Records from a point labeling set.
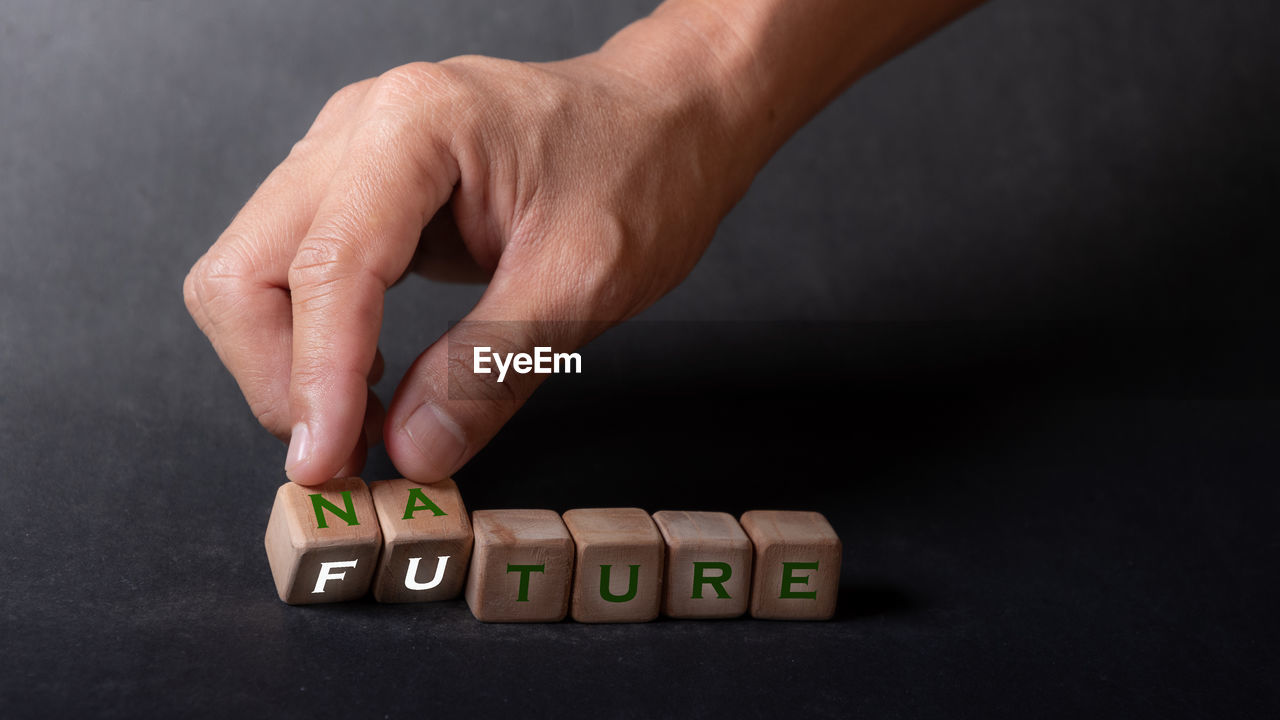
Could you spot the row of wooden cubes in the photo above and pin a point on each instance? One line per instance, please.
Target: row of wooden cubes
(417, 543)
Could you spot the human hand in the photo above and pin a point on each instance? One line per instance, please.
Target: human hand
(581, 190)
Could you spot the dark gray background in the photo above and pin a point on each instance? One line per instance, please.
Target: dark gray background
(1025, 268)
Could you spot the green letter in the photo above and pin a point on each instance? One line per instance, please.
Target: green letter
(632, 584)
(522, 595)
(417, 500)
(789, 579)
(717, 582)
(320, 505)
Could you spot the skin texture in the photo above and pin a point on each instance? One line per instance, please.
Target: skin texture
(580, 191)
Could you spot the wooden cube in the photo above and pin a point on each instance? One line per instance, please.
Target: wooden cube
(796, 572)
(521, 566)
(618, 570)
(426, 541)
(323, 541)
(708, 565)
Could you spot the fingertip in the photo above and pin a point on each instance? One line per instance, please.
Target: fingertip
(375, 417)
(428, 446)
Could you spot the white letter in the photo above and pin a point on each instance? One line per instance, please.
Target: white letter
(571, 360)
(325, 575)
(411, 583)
(502, 368)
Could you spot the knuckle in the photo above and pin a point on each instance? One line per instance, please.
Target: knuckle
(320, 261)
(417, 83)
(215, 283)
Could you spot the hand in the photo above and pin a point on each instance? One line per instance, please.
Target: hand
(581, 190)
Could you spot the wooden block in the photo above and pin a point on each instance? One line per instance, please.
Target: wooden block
(796, 572)
(708, 565)
(618, 570)
(521, 566)
(323, 541)
(426, 541)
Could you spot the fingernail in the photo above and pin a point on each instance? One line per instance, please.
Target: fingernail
(300, 449)
(437, 437)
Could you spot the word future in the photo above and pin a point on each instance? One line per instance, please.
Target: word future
(417, 543)
(543, 361)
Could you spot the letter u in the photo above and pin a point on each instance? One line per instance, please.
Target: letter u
(410, 578)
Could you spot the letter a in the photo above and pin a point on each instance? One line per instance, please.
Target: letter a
(417, 500)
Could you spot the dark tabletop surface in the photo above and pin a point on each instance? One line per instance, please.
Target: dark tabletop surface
(1005, 313)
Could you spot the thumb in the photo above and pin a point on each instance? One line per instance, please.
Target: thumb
(448, 406)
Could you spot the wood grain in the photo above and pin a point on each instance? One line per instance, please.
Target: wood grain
(424, 522)
(618, 569)
(796, 573)
(713, 550)
(298, 547)
(520, 550)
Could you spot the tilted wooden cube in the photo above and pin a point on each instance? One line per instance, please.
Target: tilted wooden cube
(323, 541)
(796, 574)
(618, 570)
(426, 541)
(708, 565)
(521, 566)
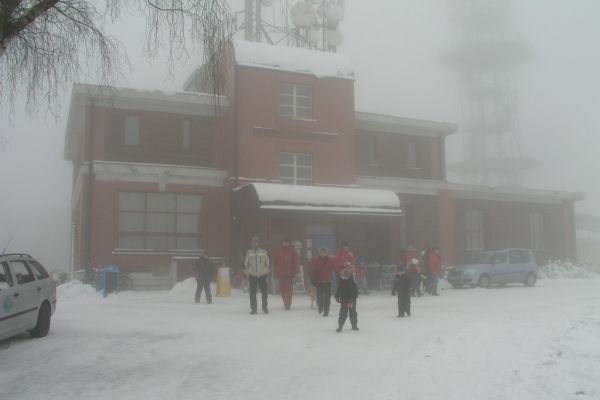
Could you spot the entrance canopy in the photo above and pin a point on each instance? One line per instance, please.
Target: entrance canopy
(327, 199)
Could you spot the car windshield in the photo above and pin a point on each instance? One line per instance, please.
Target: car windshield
(491, 258)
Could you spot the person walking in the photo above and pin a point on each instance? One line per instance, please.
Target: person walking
(205, 270)
(287, 266)
(346, 294)
(321, 270)
(256, 267)
(402, 288)
(435, 267)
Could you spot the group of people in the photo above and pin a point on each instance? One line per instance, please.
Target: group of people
(342, 271)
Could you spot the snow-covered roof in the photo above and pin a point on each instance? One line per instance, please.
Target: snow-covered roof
(326, 198)
(293, 59)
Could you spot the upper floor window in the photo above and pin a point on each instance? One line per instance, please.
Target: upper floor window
(295, 168)
(132, 130)
(536, 229)
(373, 150)
(475, 232)
(186, 134)
(295, 101)
(412, 155)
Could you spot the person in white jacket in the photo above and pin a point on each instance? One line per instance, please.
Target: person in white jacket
(256, 268)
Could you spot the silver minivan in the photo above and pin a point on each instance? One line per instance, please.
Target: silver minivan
(496, 268)
(27, 296)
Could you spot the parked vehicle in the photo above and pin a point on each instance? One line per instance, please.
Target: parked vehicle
(27, 296)
(496, 268)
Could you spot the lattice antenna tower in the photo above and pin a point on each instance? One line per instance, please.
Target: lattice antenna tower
(312, 24)
(485, 58)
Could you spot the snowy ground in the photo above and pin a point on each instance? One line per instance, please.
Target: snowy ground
(505, 343)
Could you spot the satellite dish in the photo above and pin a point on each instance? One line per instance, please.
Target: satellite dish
(303, 14)
(334, 38)
(315, 35)
(334, 13)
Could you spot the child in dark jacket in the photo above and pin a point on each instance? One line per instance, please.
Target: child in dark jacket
(402, 287)
(346, 295)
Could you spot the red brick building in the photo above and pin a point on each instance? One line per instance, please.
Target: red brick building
(159, 177)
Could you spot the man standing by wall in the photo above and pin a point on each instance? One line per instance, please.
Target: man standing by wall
(256, 267)
(287, 266)
(205, 270)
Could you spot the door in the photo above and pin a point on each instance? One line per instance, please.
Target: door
(9, 305)
(26, 293)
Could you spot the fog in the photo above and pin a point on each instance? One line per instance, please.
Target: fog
(395, 46)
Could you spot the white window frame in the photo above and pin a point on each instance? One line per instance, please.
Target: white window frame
(536, 229)
(132, 133)
(412, 155)
(292, 108)
(475, 232)
(186, 134)
(294, 179)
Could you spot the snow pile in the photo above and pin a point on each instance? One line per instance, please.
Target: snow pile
(185, 287)
(75, 290)
(567, 269)
(293, 59)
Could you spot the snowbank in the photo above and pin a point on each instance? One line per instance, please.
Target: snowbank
(75, 290)
(185, 287)
(567, 269)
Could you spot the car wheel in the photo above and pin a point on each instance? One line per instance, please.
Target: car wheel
(530, 279)
(43, 323)
(485, 281)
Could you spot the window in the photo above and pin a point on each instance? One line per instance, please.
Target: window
(132, 130)
(412, 155)
(186, 135)
(474, 222)
(5, 276)
(536, 228)
(159, 221)
(40, 272)
(295, 168)
(21, 272)
(373, 150)
(295, 101)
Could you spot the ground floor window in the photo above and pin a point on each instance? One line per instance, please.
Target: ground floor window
(159, 221)
(475, 232)
(536, 228)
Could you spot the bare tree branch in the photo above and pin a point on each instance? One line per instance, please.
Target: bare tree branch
(46, 44)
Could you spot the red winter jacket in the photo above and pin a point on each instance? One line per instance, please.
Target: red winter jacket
(287, 262)
(435, 264)
(342, 258)
(321, 268)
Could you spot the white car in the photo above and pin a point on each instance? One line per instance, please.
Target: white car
(27, 296)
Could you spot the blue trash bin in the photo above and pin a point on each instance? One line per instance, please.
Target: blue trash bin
(108, 280)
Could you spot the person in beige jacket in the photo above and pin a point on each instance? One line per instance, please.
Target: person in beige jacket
(256, 268)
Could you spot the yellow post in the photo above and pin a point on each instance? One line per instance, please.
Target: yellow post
(223, 281)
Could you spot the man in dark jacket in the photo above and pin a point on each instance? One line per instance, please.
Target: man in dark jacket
(205, 270)
(346, 295)
(402, 287)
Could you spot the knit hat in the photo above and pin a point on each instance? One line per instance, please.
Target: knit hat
(346, 274)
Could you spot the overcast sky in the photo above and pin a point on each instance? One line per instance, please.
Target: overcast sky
(395, 46)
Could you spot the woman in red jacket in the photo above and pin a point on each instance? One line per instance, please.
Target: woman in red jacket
(435, 267)
(287, 266)
(321, 270)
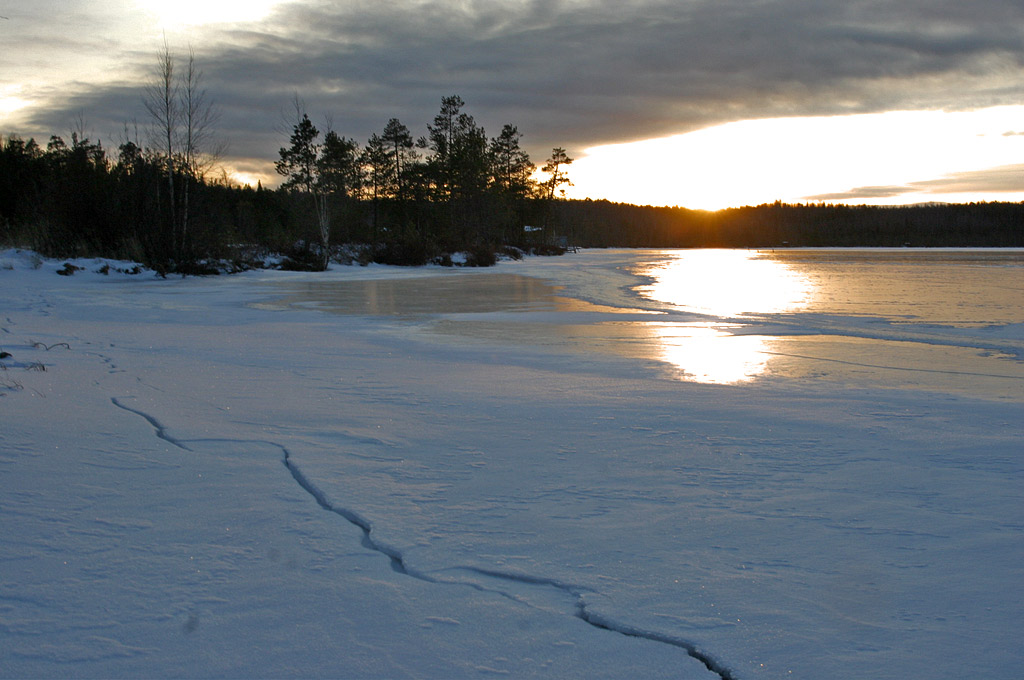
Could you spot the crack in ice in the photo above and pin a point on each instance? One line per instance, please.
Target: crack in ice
(157, 425)
(398, 564)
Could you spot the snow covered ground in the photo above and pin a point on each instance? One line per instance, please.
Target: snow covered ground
(222, 477)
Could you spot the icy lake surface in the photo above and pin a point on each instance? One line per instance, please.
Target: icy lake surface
(612, 464)
(947, 320)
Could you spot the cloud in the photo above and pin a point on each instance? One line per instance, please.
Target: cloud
(1004, 179)
(582, 73)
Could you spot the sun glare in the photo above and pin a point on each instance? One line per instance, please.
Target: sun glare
(796, 159)
(725, 283)
(711, 355)
(197, 12)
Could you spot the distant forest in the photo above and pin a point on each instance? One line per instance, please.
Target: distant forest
(395, 200)
(69, 200)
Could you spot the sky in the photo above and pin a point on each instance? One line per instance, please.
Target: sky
(702, 103)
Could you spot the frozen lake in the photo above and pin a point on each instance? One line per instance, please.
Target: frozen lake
(662, 464)
(938, 320)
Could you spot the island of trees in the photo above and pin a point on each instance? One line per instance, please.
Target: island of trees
(394, 199)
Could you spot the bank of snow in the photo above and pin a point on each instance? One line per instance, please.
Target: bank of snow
(197, 485)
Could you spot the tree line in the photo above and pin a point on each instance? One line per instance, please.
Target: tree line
(602, 223)
(398, 200)
(395, 199)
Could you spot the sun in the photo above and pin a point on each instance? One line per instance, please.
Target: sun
(173, 13)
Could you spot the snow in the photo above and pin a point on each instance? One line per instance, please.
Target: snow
(223, 477)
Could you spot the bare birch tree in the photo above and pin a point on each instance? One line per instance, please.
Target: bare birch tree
(162, 103)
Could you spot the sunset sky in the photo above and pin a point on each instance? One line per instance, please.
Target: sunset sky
(704, 103)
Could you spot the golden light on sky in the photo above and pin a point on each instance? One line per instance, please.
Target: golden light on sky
(798, 159)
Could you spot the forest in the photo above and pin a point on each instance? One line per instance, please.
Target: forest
(395, 199)
(386, 203)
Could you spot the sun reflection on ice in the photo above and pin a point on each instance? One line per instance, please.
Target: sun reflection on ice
(726, 284)
(711, 354)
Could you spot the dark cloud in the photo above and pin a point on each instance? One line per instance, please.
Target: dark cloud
(576, 73)
(1008, 178)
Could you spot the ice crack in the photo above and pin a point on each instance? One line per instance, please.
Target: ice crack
(597, 621)
(398, 563)
(157, 425)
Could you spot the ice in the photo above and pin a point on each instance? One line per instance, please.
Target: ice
(214, 478)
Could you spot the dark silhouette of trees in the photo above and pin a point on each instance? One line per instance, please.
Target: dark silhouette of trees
(302, 164)
(394, 200)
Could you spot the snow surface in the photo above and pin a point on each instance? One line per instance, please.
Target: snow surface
(211, 477)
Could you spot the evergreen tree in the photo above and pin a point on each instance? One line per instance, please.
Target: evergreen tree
(300, 164)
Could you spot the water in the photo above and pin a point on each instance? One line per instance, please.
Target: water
(949, 321)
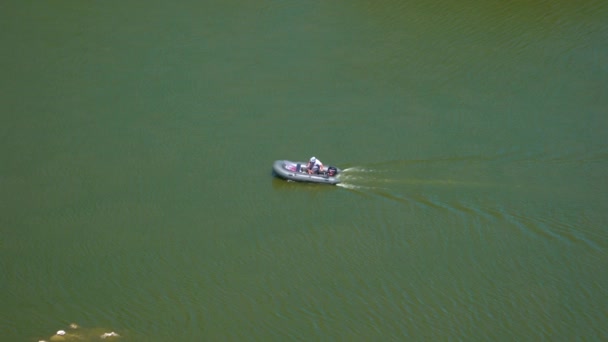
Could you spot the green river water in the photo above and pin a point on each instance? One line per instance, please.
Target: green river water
(136, 192)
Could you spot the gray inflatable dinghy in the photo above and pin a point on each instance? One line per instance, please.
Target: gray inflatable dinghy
(296, 171)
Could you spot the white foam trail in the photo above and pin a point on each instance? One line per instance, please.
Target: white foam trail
(357, 169)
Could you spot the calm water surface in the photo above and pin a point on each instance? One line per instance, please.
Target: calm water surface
(137, 194)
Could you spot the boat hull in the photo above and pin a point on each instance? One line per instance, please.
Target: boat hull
(296, 171)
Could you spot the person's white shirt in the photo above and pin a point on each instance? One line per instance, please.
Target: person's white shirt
(315, 164)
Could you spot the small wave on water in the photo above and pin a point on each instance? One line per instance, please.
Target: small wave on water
(500, 191)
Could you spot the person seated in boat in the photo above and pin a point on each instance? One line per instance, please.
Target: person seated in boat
(314, 166)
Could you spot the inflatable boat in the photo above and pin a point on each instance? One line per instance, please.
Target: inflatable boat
(297, 172)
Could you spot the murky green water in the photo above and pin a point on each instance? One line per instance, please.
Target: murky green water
(136, 188)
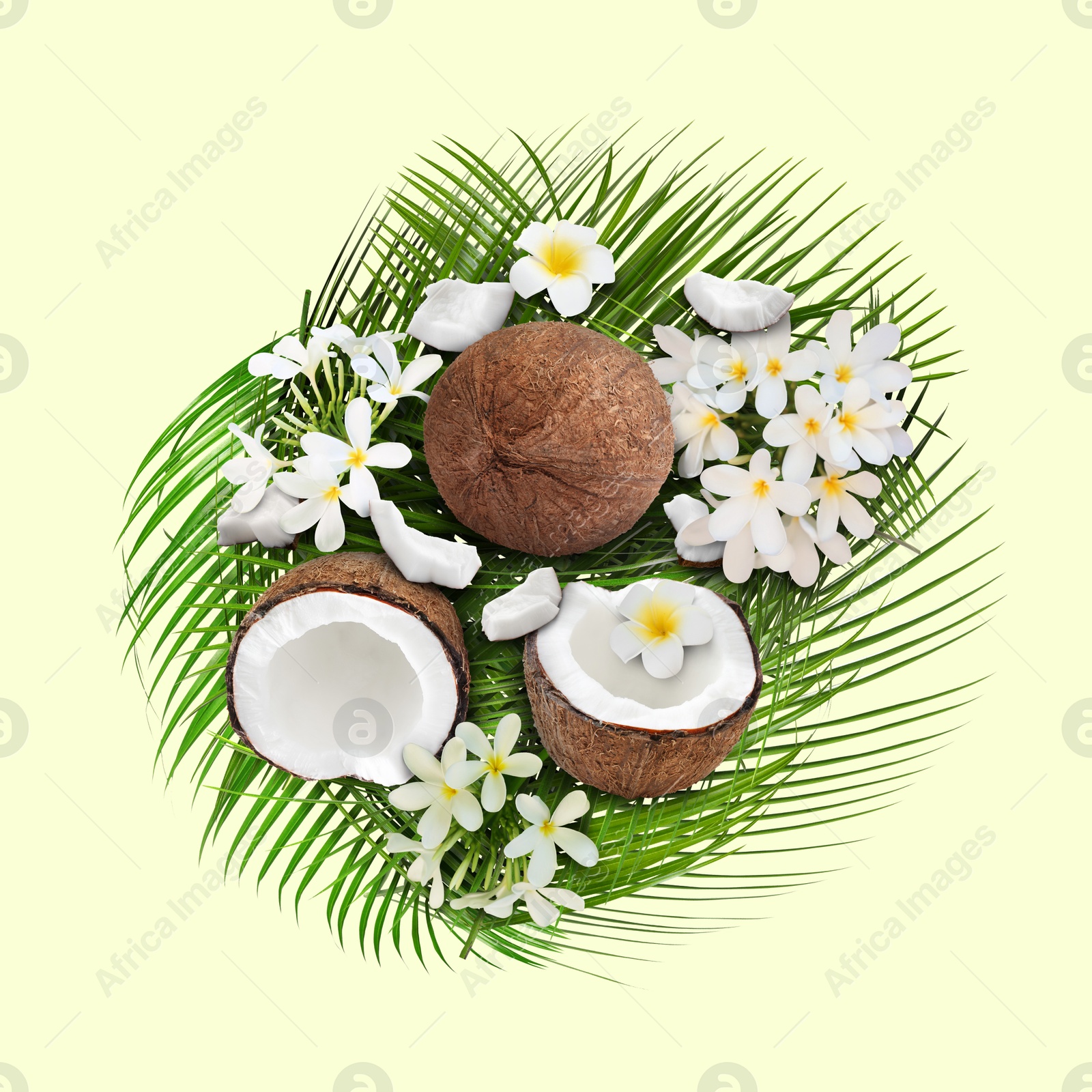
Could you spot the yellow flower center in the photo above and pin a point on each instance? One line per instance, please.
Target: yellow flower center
(564, 259)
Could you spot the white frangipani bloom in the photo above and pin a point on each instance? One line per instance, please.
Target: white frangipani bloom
(315, 483)
(425, 870)
(494, 760)
(549, 833)
(685, 354)
(755, 497)
(862, 427)
(251, 473)
(435, 794)
(291, 360)
(662, 620)
(397, 382)
(837, 504)
(840, 362)
(702, 431)
(775, 364)
(566, 260)
(358, 457)
(802, 434)
(540, 902)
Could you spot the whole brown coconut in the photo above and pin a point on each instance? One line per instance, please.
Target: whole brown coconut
(549, 438)
(631, 762)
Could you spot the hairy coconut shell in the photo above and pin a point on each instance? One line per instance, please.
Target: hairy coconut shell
(373, 575)
(627, 762)
(549, 438)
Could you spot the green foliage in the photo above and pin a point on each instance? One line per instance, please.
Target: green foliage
(799, 767)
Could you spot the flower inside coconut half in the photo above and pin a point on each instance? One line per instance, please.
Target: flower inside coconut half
(614, 725)
(341, 664)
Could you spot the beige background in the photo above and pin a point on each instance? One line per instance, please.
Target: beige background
(986, 990)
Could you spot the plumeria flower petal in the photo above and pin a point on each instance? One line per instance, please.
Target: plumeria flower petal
(495, 762)
(835, 491)
(442, 801)
(755, 497)
(565, 260)
(542, 838)
(840, 362)
(700, 429)
(662, 620)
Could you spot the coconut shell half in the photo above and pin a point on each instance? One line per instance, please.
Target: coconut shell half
(341, 663)
(628, 762)
(549, 438)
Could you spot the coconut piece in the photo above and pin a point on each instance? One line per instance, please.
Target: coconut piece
(736, 306)
(613, 725)
(549, 438)
(517, 613)
(456, 314)
(682, 511)
(420, 557)
(341, 663)
(261, 524)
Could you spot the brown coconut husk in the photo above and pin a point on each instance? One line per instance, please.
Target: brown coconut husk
(373, 575)
(631, 762)
(549, 438)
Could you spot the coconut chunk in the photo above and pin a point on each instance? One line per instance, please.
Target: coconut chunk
(341, 663)
(420, 557)
(456, 314)
(613, 725)
(736, 306)
(524, 609)
(261, 524)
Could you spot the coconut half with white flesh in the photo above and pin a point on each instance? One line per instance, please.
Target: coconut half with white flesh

Stated exercise.
Recast the records above as a Markdown table with the columns Row and Entry, giving each line a row number and leaving out blank lines. Begin at the line that contains "Could you spot the sun in" and stop after the line that contains "(1008, 178)".

Completed task.
| Row | Entry |
|---|---|
| 1 | Could you spot the sun in the photo above and pin a point on each instance? One line per instance, please. |
| 2 | Target: sun |
| 3 | (173, 13) |
| 4 | Could you spot the snow in the photo above and pin a point on each instance? One line per instance, please. |
| 5 | Target: snow |
| 6 | (223, 477) |
| 7 | Could you spot the bare birch tree in the photo above and pin a point on each instance? One line per instance, please. |
| 8 | Target: bare birch tree |
| 9 | (162, 103) |
| 10 | Could you spot the sunset sky in the photo above and pin a point on each instance? One line per instance, please. |
| 11 | Target: sunset sky |
| 12 | (704, 103) |
| 13 | Could you spot the golden light on sky in the photo above and pin a point on each instance? One line per instance, please. |
| 14 | Target: golden light on sky |
| 15 | (798, 159) |
| 16 | Could you spot the forest in the photo above and pin a point on each instance? One line per instance, please. |
| 17 | Target: forest |
| 18 | (395, 199) |
| 19 | (386, 203) |
| 20 | Could you spot the sun reflection on ice in the photo above and pin a point on each instance? One line per instance, please. |
| 21 | Target: sun reflection on ice |
| 22 | (726, 284) |
| 23 | (711, 354) |
| 24 | Could you spot the dark cloud in the photo above and pin a point on each instance? One line per instance, please. |
| 25 | Target: dark cloud |
| 26 | (576, 73) |
| 27 | (1008, 178) |